- Battle of Hamakouladji: Part of the 2012 Northern Mali conflict
| Date | 4 May 2013 |
| Location | near Gao, Mali |
| Status | Indecisive |

Belligerents
- Mali: MUJAO

Casualties and losses
- 2 killed 4–8 wounded: 5 killed

= Battle of Hamakouladji =

The Battle of Hamakouladji was a skirmish fought between a unit of the Malian army and MOJWA jihadists that took place in the Malian village of Hamakouladji, located 40 km (25 miles) north of Gao, in the municipality of Tilemsi.

> Data provided:

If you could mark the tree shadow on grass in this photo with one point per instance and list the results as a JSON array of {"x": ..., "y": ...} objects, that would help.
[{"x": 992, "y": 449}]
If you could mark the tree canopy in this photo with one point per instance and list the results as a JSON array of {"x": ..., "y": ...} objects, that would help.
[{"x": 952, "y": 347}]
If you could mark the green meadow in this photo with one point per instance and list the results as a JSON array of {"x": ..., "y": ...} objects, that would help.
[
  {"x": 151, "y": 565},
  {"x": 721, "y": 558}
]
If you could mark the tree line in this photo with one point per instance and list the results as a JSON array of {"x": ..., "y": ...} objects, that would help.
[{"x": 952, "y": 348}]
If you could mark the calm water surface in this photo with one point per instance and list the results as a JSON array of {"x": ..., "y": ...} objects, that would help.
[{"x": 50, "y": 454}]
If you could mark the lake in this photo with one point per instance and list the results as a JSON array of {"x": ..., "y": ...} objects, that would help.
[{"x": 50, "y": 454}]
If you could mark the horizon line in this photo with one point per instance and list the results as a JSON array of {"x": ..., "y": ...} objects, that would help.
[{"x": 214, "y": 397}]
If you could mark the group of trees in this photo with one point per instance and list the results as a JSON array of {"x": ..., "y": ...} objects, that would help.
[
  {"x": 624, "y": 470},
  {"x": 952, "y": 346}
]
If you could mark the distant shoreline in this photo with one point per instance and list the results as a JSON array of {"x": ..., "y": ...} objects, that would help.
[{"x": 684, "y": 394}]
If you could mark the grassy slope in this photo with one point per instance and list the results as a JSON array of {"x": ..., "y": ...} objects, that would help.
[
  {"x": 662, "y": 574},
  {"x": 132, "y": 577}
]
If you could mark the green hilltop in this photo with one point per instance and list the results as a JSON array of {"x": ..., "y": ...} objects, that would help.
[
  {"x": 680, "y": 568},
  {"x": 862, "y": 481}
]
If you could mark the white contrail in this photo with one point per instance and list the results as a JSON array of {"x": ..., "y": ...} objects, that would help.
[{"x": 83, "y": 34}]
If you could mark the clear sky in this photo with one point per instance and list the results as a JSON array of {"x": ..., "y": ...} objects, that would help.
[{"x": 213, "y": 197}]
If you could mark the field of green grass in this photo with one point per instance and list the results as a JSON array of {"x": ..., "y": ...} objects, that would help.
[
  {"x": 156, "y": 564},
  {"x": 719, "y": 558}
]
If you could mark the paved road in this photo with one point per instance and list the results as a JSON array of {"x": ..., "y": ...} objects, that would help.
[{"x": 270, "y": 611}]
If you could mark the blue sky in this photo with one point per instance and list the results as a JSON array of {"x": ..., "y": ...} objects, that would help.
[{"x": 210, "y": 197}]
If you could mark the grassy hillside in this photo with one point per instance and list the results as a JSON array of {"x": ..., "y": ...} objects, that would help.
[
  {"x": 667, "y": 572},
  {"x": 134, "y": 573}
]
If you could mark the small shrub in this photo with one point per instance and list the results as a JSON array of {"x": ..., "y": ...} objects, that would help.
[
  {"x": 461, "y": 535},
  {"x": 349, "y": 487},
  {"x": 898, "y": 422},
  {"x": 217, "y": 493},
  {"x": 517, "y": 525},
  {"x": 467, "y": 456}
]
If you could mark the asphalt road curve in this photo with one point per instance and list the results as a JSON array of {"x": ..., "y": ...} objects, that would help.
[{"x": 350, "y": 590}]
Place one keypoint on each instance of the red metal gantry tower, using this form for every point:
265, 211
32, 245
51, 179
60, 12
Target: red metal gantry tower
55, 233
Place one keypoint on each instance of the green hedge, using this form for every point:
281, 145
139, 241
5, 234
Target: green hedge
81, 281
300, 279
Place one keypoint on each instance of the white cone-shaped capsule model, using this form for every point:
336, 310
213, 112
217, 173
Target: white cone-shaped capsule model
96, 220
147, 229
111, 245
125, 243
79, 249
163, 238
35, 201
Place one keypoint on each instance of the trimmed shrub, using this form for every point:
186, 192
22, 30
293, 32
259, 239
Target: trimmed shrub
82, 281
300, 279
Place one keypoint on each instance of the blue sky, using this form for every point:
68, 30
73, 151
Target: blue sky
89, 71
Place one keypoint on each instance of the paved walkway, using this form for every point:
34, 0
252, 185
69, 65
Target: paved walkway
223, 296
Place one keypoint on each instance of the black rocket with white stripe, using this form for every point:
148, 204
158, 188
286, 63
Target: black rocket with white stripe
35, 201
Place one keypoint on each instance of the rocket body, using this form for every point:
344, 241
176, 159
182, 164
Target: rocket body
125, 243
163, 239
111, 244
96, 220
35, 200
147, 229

> Your task: Reproduce the full Battle of Hamakouladji text word for word.

> Exercise output:
- Battle of Hamakouladji: Part of the 2012 Northern Mali conflict
| Date | 4 May 2013 |
| Location | near Gao, Mali |
| Status | Indecisive |

Belligerents
- Mali: MUJAO

Casualties and losses
- 2 killed 4–8 wounded: 5 killed

= Battle of Hamakouladji =

The Battle of Hamakouladji was a skirmish fought between a unit of the Malian army and MOJWA jihadists that took place in the Malian village of Hamakouladji, located 40 km (25 miles) north of Gao, in the municipality of Tilemsi.